Given problem:
In the data, take everything from the line containing "Where can the red-tailed" down to the line containing "pixel 103 179" and write it out again with "red stripe" swapped for "red band", keeping all else the same.

Data supplied:
══════════
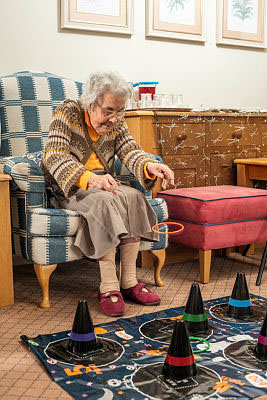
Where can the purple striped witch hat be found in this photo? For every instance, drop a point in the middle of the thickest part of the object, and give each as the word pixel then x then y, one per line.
pixel 82 337
pixel 239 305
pixel 261 347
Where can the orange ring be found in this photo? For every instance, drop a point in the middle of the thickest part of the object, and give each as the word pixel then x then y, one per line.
pixel 168 223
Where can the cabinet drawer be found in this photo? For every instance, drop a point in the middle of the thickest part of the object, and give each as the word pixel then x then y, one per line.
pixel 189 171
pixel 234 134
pixel 178 136
pixel 222 168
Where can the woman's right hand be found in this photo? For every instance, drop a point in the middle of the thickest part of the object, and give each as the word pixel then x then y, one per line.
pixel 103 182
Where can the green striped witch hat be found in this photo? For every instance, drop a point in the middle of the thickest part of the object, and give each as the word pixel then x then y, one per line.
pixel 194 314
pixel 179 362
pixel 82 340
pixel 261 347
pixel 239 305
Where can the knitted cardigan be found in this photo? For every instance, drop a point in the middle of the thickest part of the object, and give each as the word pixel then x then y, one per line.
pixel 69 146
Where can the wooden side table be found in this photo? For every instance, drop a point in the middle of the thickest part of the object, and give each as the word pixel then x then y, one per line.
pixel 6 265
pixel 251 169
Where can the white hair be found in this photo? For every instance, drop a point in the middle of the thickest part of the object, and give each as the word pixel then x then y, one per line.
pixel 100 83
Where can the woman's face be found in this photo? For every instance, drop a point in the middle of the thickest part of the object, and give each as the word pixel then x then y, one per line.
pixel 107 113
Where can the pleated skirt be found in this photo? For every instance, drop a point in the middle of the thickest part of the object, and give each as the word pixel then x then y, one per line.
pixel 106 218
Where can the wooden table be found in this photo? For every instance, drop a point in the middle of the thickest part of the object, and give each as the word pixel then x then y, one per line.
pixel 251 169
pixel 6 266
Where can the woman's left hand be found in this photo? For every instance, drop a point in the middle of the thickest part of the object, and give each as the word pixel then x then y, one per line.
pixel 162 171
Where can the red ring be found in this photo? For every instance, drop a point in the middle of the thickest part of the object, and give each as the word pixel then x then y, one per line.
pixel 168 223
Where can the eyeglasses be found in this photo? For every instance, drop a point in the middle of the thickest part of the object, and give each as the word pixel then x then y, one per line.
pixel 110 114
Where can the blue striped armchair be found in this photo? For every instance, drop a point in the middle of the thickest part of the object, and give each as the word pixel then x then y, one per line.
pixel 43 235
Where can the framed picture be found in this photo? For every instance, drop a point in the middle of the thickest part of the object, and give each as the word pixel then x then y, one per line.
pixel 175 19
pixel 241 22
pixel 114 16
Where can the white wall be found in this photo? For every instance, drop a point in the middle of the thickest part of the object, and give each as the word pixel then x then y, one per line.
pixel 31 38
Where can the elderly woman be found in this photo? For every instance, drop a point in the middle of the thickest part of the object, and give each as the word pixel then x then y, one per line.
pixel 78 163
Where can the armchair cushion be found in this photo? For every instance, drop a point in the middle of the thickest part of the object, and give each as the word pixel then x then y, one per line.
pixel 27 175
pixel 27 102
pixel 52 222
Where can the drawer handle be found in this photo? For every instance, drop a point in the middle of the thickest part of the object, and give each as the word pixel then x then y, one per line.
pixel 237 135
pixel 182 136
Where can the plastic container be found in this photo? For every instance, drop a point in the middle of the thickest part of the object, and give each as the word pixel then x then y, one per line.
pixel 144 88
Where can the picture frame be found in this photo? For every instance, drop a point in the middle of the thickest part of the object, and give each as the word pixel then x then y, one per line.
pixel 108 16
pixel 241 23
pixel 175 19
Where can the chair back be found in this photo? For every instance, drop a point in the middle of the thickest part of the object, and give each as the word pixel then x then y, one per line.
pixel 27 102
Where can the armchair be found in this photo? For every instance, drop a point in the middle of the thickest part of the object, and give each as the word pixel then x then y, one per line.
pixel 43 235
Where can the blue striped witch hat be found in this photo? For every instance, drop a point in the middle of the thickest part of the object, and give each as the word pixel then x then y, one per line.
pixel 239 305
pixel 179 362
pixel 194 315
pixel 261 347
pixel 82 337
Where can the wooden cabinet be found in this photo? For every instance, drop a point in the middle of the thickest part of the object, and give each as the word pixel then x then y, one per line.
pixel 200 147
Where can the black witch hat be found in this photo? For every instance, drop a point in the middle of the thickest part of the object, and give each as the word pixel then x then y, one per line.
pixel 261 347
pixel 239 305
pixel 179 362
pixel 194 314
pixel 82 337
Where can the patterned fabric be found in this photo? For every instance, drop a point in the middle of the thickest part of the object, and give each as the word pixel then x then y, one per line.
pixel 69 144
pixel 39 234
pixel 27 102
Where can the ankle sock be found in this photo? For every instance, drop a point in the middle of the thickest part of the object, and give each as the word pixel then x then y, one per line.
pixel 109 279
pixel 128 256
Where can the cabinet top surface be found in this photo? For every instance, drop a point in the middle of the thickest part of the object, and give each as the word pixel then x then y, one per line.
pixel 5 177
pixel 141 113
pixel 252 161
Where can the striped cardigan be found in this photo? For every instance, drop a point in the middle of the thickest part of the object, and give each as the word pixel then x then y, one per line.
pixel 69 146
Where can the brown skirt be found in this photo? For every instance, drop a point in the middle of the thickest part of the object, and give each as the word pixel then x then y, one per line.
pixel 108 217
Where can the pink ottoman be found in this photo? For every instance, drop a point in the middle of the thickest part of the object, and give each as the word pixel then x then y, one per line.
pixel 216 217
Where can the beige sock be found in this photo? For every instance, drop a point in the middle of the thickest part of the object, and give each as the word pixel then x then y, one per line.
pixel 128 256
pixel 109 279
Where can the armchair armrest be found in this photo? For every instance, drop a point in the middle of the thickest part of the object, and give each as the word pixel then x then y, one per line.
pixel 26 174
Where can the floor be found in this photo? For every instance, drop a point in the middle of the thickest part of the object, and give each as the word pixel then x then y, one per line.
pixel 21 374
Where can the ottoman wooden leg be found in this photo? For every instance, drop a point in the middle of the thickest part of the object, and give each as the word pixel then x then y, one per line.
pixel 43 273
pixel 204 264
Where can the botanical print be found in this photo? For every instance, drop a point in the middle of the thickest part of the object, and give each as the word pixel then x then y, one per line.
pixel 102 7
pixel 243 16
pixel 243 9
pixel 175 3
pixel 177 11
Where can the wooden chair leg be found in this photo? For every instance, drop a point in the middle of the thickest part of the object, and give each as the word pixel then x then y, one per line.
pixel 159 257
pixel 204 264
pixel 43 273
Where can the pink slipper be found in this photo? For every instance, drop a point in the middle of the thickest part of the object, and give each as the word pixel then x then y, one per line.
pixel 137 294
pixel 109 307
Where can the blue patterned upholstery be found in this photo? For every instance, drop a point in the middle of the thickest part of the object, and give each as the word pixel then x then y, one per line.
pixel 40 234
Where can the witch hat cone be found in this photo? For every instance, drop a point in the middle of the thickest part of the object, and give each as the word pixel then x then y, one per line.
pixel 82 337
pixel 194 314
pixel 179 362
pixel 240 304
pixel 261 347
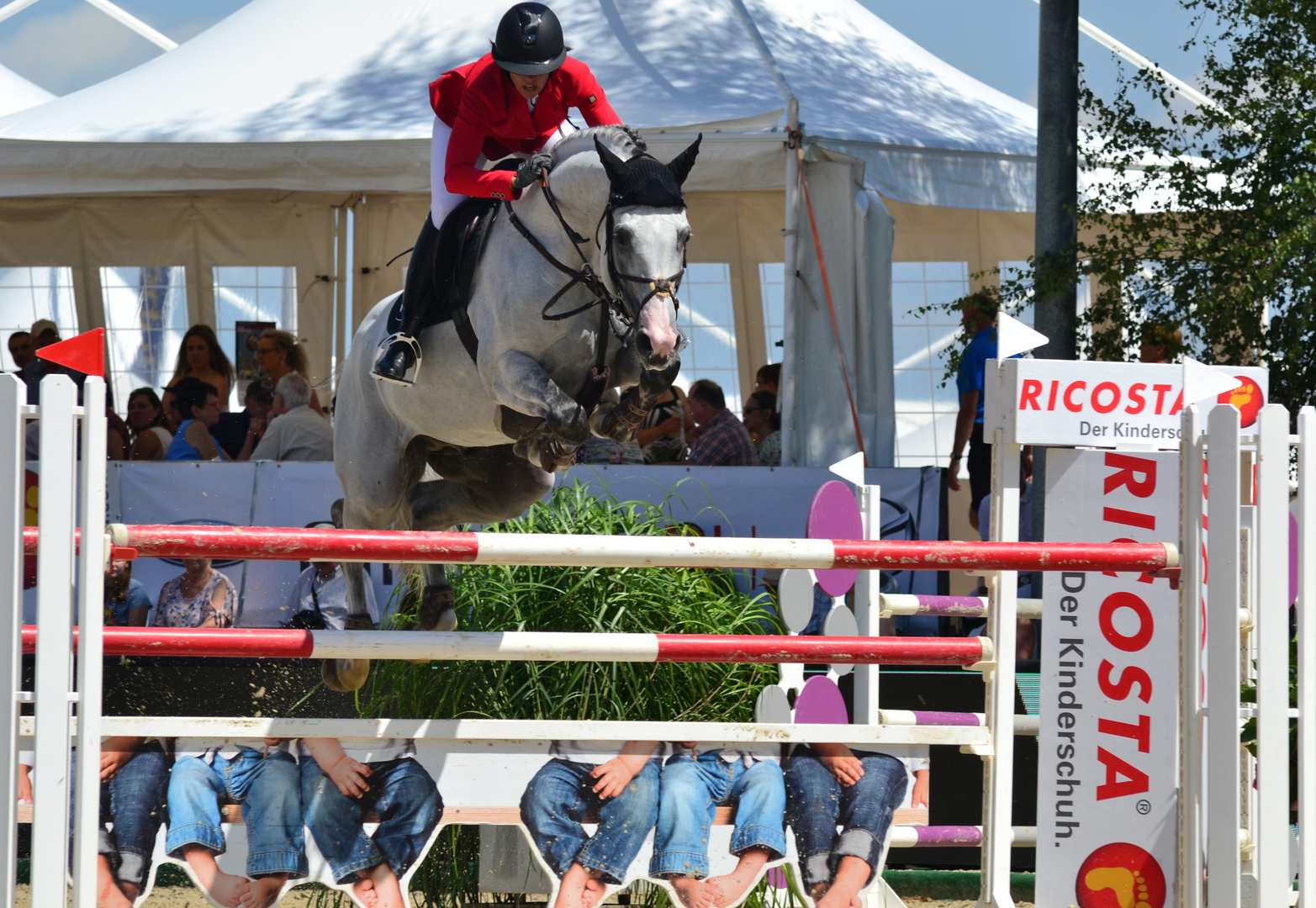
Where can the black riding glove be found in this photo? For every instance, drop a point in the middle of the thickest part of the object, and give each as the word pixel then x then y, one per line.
pixel 532 170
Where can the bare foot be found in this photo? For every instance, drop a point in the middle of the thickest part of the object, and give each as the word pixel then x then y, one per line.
pixel 384 887
pixel 694 893
pixel 265 891
pixel 594 891
pixel 228 890
pixel 363 890
pixel 728 890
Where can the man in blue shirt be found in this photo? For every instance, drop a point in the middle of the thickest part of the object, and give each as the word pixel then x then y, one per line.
pixel 969 424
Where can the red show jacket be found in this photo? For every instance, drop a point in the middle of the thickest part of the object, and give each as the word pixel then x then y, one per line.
pixel 489 116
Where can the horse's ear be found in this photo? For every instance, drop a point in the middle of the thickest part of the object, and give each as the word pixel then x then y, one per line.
pixel 612 165
pixel 682 163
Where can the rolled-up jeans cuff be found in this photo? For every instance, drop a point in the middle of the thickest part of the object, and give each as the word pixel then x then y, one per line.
pixel 133 868
pixel 817 868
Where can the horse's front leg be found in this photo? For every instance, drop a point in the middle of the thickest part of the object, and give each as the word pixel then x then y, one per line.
pixel 521 383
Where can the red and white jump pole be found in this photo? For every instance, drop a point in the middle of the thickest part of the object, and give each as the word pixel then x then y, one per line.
pixel 411 546
pixel 526 647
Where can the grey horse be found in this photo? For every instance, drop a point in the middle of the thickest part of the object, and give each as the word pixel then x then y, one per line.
pixel 494 430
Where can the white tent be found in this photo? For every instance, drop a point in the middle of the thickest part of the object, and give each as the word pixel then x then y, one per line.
pixel 328 97
pixel 18 93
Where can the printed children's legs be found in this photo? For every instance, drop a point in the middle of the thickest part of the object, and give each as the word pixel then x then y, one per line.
pixel 195 833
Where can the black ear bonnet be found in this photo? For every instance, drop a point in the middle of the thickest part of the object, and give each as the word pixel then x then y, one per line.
pixel 645 181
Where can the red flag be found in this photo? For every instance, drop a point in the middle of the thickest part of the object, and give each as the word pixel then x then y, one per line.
pixel 84 353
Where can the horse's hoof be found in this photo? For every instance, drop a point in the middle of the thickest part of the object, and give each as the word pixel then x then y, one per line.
pixel 345 675
pixel 438 608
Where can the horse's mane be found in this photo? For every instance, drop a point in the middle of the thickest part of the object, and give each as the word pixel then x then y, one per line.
pixel 614 137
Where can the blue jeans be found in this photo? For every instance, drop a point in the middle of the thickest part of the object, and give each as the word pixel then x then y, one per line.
pixel 556 802
pixel 687 803
pixel 135 802
pixel 817 805
pixel 403 795
pixel 269 789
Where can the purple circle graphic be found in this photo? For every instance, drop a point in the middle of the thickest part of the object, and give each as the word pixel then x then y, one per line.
pixel 834 515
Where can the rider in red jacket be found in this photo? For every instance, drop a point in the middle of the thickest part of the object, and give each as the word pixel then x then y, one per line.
pixel 511 102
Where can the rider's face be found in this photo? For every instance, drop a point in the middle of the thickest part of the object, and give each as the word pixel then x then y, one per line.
pixel 529 86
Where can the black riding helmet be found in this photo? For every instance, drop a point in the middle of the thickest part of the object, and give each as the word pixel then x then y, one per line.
pixel 529 40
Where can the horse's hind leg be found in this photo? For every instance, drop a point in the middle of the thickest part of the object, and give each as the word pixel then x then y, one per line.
pixel 486 486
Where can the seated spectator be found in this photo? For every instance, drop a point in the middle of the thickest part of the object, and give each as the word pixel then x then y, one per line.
pixel 722 440
pixel 235 430
pixel 765 426
pixel 663 430
pixel 20 349
pixel 265 779
pixel 295 430
pixel 202 356
pixel 127 602
pixel 340 784
pixel 149 424
pixel 199 405
pixel 199 598
pixel 279 354
pixel 320 596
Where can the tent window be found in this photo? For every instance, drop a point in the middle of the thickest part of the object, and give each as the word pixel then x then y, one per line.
pixel 145 321
pixel 32 293
pixel 925 412
pixel 707 316
pixel 253 293
pixel 771 288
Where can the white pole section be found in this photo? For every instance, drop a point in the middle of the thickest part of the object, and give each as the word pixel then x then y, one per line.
pixel 999 765
pixel 54 647
pixel 91 610
pixel 1306 651
pixel 124 18
pixel 1224 877
pixel 1271 619
pixel 13 395
pixel 1192 478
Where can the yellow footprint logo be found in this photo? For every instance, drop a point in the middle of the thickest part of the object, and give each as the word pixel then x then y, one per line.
pixel 1129 889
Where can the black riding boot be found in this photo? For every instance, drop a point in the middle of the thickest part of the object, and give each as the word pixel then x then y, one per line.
pixel 419 293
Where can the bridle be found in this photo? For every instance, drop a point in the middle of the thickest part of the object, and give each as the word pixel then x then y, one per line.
pixel 615 309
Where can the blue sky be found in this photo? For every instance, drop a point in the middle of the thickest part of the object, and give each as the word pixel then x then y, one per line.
pixel 63 45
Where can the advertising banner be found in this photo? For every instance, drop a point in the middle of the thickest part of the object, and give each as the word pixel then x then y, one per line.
pixel 1099 404
pixel 1108 747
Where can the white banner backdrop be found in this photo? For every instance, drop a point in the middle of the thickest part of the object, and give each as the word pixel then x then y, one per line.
pixel 1108 747
pixel 721 500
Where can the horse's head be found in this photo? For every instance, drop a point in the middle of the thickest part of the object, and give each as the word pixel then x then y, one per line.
pixel 644 241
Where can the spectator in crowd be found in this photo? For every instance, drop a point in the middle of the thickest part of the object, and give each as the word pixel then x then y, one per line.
pixel 295 430
pixel 202 356
pixel 149 424
pixel 722 440
pixel 199 598
pixel 765 426
pixel 769 378
pixel 320 596
pixel 662 432
pixel 980 316
pixel 127 602
pixel 1161 342
pixel 20 349
pixel 829 786
pixel 279 354
pixel 340 784
pixel 265 779
pixel 199 407
pixel 239 433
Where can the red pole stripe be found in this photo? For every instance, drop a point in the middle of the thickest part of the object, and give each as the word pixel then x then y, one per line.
pixel 230 642
pixel 822 651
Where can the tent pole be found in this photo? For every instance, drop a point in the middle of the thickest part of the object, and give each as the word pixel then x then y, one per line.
pixel 794 158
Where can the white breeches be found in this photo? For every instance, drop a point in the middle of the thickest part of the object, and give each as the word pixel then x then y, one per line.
pixel 441 202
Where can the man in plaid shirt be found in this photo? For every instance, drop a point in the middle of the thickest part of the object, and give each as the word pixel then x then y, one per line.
pixel 722 440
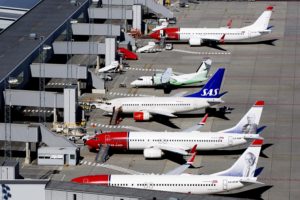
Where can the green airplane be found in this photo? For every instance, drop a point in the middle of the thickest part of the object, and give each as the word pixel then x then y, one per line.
pixel 168 78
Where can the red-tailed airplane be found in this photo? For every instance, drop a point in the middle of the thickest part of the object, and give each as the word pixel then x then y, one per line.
pixel 242 173
pixel 198 36
pixel 154 144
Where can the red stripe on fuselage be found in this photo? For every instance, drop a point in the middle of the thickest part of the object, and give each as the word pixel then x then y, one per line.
pixel 116 140
pixel 103 179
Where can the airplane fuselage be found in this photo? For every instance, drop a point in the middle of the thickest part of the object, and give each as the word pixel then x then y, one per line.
pixel 160 104
pixel 184 183
pixel 185 79
pixel 174 140
pixel 186 34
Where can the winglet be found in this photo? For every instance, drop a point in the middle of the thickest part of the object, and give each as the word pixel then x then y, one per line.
pixel 260 129
pixel 257 143
pixel 229 23
pixel 259 103
pixel 222 40
pixel 191 159
pixel 269 8
pixel 203 121
pixel 193 150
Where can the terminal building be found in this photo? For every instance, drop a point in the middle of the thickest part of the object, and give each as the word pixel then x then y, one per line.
pixel 47 61
pixel 50 52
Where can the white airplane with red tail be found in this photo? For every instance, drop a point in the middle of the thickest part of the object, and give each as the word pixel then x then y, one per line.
pixel 198 36
pixel 242 173
pixel 155 144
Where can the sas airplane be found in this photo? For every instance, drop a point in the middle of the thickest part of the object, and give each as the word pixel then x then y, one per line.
pixel 154 144
pixel 198 36
pixel 143 108
pixel 114 66
pixel 168 78
pixel 242 173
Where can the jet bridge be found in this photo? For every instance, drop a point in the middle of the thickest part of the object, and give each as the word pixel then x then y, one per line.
pixel 45 99
pixel 32 134
pixel 96 29
pixel 110 13
pixel 47 70
pixel 151 4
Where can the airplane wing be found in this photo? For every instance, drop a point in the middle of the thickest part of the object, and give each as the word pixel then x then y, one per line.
pixel 113 65
pixel 182 168
pixel 165 78
pixel 198 126
pixel 181 151
pixel 213 38
pixel 180 94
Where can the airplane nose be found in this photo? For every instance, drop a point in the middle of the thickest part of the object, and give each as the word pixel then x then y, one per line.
pixel 102 179
pixel 155 35
pixel 133 83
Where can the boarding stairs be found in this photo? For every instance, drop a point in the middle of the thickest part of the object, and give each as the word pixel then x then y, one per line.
pixel 116 116
pixel 102 155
══════════
Answer to the task:
Where can the red-tailed airplane be found in this photo? For every instance, drop a point in the middle of the thickest part of the object, and give each as the word pixel then x then y, one per line.
pixel 242 173
pixel 198 36
pixel 154 144
Where can the red band on fuselage be found in this photo? For every instance, drop a point in the middle of the thickest part of the object, and give each as the word pixel then x then y, one per line.
pixel 116 140
pixel 103 179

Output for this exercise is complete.